Reproduce word for word the lines beginning with the one that contains "Above is an image. Your task is to detect dense" and running through the one that contains "[121,161,194,246]", both included.

++++++++++++++++++++

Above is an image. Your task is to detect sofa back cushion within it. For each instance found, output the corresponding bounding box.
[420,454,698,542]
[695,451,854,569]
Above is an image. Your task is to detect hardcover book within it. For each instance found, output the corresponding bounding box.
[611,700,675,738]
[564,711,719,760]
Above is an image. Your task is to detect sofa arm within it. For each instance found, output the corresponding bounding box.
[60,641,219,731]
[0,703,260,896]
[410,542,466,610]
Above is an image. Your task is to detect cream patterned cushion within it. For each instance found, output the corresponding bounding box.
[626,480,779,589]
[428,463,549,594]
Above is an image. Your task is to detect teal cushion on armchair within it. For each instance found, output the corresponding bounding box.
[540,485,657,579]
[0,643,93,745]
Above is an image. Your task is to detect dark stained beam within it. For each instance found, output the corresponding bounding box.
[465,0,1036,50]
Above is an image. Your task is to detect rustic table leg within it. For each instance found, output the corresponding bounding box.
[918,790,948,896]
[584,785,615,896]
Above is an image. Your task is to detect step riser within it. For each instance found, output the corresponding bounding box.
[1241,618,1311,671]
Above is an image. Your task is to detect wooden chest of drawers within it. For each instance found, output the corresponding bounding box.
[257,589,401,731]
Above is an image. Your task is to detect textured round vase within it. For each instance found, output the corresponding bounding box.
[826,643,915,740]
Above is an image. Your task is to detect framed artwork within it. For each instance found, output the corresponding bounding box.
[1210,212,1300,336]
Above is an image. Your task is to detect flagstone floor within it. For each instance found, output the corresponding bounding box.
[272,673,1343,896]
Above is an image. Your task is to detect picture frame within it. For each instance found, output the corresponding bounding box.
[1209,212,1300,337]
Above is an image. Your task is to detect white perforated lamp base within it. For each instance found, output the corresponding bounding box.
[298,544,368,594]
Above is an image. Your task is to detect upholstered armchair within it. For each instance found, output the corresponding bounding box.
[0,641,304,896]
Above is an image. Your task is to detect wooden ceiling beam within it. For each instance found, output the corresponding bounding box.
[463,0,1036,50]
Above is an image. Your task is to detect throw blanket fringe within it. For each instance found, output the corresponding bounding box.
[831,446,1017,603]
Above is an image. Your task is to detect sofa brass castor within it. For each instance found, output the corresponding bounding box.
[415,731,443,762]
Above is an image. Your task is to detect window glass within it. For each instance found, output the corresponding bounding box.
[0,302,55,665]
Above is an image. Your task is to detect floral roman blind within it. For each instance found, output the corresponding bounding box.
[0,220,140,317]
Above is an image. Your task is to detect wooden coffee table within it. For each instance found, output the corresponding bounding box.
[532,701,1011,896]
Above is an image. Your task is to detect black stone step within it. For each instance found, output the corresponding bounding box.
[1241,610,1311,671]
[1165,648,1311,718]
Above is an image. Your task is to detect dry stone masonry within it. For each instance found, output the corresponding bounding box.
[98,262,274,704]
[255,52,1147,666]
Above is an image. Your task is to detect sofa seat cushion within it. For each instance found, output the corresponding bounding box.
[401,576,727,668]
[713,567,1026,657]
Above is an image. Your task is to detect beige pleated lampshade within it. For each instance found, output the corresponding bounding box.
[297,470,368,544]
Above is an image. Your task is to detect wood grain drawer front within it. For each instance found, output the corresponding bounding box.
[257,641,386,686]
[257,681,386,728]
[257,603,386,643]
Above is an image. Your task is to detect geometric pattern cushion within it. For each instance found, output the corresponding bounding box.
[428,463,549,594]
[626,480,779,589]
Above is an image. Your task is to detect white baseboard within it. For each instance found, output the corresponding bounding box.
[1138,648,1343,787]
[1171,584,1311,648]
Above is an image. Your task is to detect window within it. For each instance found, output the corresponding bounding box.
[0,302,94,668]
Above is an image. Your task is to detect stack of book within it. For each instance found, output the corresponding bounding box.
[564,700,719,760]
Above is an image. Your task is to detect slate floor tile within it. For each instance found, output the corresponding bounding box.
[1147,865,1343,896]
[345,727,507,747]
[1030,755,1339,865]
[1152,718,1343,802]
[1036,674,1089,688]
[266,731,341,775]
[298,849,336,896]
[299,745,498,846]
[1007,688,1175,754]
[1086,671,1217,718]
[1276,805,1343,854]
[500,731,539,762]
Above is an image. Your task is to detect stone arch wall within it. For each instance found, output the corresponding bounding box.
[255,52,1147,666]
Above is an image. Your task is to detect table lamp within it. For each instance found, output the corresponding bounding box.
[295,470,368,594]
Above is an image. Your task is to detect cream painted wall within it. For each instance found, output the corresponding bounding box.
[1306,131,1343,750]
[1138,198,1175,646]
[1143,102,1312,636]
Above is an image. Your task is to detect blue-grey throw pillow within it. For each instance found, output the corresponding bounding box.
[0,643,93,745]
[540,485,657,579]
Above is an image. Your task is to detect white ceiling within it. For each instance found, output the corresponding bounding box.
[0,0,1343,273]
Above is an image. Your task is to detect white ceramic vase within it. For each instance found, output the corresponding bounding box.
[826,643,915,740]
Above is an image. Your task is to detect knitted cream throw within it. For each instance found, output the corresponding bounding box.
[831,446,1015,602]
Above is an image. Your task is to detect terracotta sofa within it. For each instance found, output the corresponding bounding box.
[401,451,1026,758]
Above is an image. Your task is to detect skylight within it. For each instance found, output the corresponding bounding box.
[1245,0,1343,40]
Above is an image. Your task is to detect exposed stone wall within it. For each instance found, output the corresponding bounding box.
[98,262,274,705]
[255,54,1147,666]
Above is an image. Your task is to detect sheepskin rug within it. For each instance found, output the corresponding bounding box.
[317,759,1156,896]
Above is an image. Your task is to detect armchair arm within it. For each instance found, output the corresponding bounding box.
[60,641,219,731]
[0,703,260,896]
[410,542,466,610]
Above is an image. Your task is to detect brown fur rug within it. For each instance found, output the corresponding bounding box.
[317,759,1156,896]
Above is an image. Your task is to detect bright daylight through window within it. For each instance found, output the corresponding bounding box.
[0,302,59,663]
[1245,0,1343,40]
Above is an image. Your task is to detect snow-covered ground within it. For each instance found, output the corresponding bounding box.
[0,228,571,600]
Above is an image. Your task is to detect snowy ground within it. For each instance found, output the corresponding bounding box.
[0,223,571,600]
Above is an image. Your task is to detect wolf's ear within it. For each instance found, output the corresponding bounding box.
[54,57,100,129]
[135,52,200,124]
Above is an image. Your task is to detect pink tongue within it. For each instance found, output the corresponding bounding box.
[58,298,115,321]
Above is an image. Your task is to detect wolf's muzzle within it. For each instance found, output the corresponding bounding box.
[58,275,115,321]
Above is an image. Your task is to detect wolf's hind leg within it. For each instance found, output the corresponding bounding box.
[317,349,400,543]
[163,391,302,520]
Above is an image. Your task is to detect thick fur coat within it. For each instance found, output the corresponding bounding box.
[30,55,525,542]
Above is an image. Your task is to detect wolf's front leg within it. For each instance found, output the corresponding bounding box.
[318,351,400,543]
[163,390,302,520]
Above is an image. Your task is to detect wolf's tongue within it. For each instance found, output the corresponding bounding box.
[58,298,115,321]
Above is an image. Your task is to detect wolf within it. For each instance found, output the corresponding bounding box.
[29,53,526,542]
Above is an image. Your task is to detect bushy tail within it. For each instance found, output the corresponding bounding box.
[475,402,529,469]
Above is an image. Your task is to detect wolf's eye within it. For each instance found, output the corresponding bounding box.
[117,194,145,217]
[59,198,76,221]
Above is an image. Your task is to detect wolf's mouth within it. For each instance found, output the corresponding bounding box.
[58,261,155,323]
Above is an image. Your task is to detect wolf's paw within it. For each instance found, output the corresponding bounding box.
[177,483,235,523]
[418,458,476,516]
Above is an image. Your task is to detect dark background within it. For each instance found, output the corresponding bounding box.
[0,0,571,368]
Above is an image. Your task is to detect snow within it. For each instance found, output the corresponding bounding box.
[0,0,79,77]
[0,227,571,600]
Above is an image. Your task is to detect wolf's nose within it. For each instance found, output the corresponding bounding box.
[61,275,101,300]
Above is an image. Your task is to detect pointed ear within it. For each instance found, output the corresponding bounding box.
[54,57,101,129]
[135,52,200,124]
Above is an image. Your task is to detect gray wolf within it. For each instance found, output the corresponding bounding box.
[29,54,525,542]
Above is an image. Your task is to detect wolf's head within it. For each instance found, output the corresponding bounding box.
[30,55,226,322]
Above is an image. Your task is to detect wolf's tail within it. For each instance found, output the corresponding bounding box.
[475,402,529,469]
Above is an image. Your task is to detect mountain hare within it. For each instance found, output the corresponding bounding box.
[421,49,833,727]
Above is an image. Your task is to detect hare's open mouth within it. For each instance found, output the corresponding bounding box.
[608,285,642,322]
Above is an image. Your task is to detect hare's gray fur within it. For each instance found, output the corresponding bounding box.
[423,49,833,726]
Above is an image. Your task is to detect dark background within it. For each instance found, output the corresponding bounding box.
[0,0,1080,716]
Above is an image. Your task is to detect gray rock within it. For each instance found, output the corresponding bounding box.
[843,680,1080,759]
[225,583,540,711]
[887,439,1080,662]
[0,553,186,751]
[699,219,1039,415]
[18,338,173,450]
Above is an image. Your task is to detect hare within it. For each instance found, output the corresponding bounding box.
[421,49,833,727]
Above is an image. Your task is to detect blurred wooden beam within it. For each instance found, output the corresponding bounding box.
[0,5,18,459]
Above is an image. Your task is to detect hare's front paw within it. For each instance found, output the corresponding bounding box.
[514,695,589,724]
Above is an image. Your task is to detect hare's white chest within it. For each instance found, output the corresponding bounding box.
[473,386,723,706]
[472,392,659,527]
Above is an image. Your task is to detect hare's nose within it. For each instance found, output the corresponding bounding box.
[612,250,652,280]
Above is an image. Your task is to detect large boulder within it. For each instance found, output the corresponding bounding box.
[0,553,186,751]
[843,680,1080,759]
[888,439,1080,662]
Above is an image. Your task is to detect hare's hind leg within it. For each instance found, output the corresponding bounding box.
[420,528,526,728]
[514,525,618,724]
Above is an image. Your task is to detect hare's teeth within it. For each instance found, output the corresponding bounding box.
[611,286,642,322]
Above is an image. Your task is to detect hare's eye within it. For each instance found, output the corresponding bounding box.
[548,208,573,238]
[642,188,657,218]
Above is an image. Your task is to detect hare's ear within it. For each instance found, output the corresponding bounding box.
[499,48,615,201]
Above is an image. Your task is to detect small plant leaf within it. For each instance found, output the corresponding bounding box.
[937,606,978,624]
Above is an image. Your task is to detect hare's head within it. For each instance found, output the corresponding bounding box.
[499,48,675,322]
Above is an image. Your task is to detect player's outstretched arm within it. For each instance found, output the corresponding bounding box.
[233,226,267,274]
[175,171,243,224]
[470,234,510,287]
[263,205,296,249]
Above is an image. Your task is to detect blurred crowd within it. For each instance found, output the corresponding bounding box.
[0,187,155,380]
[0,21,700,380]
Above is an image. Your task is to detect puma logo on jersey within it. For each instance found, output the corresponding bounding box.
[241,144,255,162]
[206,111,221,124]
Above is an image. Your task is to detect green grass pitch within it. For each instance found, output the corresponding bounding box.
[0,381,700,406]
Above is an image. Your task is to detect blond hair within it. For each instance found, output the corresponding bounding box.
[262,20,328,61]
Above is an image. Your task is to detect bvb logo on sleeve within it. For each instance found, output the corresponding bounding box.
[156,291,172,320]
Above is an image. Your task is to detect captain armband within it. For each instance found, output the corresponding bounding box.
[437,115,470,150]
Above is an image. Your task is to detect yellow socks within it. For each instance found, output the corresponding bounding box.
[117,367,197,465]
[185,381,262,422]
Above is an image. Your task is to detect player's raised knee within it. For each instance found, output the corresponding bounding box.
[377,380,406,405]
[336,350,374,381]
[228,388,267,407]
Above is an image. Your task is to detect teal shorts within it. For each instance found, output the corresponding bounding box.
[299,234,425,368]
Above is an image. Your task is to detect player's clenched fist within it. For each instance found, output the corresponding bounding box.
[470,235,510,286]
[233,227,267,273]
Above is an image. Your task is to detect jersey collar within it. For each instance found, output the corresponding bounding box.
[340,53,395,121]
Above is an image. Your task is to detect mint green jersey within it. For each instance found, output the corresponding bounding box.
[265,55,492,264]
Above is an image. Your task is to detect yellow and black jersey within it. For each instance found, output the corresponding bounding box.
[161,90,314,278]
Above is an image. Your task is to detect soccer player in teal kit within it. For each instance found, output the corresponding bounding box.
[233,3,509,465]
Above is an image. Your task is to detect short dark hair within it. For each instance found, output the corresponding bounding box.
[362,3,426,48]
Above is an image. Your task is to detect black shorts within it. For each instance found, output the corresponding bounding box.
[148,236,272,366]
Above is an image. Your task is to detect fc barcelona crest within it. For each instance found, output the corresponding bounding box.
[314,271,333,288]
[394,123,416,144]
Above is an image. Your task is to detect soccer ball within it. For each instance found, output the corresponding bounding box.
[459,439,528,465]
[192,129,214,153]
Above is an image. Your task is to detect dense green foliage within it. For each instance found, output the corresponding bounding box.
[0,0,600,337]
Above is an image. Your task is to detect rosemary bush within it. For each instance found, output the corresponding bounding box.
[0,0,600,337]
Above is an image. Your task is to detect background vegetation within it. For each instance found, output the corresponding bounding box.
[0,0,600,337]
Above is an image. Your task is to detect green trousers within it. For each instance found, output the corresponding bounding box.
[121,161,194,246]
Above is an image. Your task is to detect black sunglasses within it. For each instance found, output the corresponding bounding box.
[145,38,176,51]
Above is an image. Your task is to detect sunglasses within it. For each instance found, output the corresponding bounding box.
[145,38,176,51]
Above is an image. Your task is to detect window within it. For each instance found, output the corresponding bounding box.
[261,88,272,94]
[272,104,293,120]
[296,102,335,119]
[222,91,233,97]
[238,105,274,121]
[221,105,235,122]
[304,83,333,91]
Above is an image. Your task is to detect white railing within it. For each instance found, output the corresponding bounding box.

++++++++++++++++++++

# REPLY
Above is an image. Your task is to detect dense green foliage within it. For each instance found, output the corresponding bounding box.
[0,0,600,337]
Above is an image. Your task is to detect rosemary bush within it. For each instance found, output the corresponding bounding box.
[0,0,600,337]
Above is an image. Your task is to detect background vegetation within it. For each instance found, output the corresponding bounding box.
[0,0,600,337]
Above is an image. Your task is to detect green trousers within it. For each instance found, output the corresponding bounding box.
[121,161,194,246]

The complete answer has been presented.